#### Document excerpt:
+++
As the sides move apart because of increasing differences of perception, he said, "flour needs to go through two stones to press it."

"It is not just a Greek crisis but crisis on the other bank," the archbishop said of the responsibility each must assume. "In this difficult moment the church is invited to lift up the souls of people and to restore their souls."

"A time of crisis is a time for solidarity, unity and love and not a time to divide," Tveit said in the meeting with Tsiaras, and he reiterated this in the discussion with Archbishop Ieronymos. "No crisis is only a crisis but it is also an opportunity."

If the situation of Greece were merely economic, it could be tackled in time. However, an increasing divide between the two primary players in the crisis, Greece and Germany, is raising tensions, misunderstandings and challenging the very roots of the European Union while pushing the church to reassert its role.

"We really suffer with our friends," Bishop Heinrich Bedford-Strohm of the Evangelical Lutheran Church in Bavaria said. "We are all one Europe." At the same time he recognised the negative image of Greeks within German society and even the government.

"I plead for humility on the German side," Bedford-Strohm said in discussions with the archbishop. He said that in recent celebrations of the national holiday commemorating German reunification, he recognised that Germany at one time received the compassion of the world, "given freedom after World War II when it did not deserve it or earn it."

"I see a change in thinking on the part of the German politicians," he said. "Your message is starting to be heard."

Bedford-Strohm said that the leaders of the European Union need to return to the founding values of the union and asked the WCC and CEC to raise their voice. "They should address the European Parliament with a strong voice and say they are not in harmony with the founding principles."

Later in the day, the delegation saw first-hand how complex the situation has become in Greece.
+++
#### Raw data:
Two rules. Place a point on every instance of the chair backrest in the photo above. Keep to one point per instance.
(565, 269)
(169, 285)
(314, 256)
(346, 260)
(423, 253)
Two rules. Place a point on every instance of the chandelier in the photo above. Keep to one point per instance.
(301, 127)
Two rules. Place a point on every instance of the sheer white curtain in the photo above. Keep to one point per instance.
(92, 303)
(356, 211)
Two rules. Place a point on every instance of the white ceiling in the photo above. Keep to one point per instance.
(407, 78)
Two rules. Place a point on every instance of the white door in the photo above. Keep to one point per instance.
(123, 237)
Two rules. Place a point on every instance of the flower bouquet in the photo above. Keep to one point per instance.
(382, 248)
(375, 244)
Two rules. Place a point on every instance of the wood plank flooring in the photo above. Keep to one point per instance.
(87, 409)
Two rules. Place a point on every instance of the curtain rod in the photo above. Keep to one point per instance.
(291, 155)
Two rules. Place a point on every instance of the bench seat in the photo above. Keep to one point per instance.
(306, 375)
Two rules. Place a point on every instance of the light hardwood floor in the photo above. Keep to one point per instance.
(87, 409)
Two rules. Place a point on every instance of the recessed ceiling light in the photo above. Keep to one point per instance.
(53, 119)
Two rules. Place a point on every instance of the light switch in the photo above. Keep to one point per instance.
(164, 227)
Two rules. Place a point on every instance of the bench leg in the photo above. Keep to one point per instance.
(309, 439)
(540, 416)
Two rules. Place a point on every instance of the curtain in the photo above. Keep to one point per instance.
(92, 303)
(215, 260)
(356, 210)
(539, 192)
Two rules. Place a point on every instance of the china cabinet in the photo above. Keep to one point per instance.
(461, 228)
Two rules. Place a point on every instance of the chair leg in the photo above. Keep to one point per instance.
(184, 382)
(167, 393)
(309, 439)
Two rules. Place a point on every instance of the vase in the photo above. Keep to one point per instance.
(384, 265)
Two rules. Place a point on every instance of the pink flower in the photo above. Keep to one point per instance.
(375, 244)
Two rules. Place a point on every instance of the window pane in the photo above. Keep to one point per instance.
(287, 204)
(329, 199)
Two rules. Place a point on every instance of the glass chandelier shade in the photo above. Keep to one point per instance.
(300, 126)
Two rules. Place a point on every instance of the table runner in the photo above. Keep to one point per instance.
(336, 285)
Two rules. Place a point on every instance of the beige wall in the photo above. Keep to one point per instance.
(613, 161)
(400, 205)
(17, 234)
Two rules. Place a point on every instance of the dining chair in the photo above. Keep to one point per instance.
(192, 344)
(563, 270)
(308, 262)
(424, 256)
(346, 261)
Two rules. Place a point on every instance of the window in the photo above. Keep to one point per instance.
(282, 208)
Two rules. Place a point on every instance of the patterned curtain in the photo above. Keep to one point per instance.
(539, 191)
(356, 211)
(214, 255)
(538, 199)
+++
#### Required task:
In the document excerpt on the Greek crisis, what did Bishop Heinrich Bedford-Strohm say he pleads for? The lines are separate material and have no connection to the text.

#### Exercise result:
He pleads for humility on the German side.